##### LISTING
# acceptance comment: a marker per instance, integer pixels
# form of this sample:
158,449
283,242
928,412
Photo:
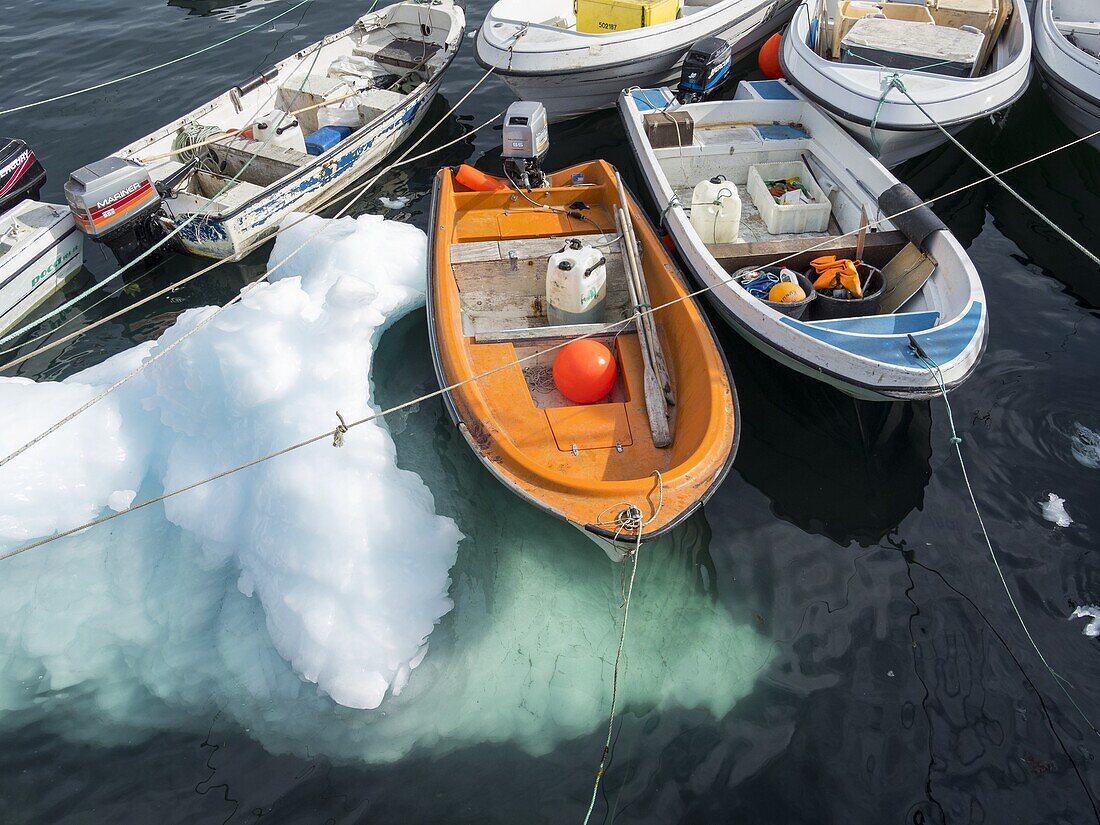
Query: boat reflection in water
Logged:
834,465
##########
GIVEN EXERCISE | Repeat the records above verbatim, omitting the pictures from your answer.

OUTPUT |
# acceptance comment: a marker per instance, integer pixels
# form of this sample:
158,449
283,242
928,412
Photo:
Query: boat reflection in water
Logged:
834,465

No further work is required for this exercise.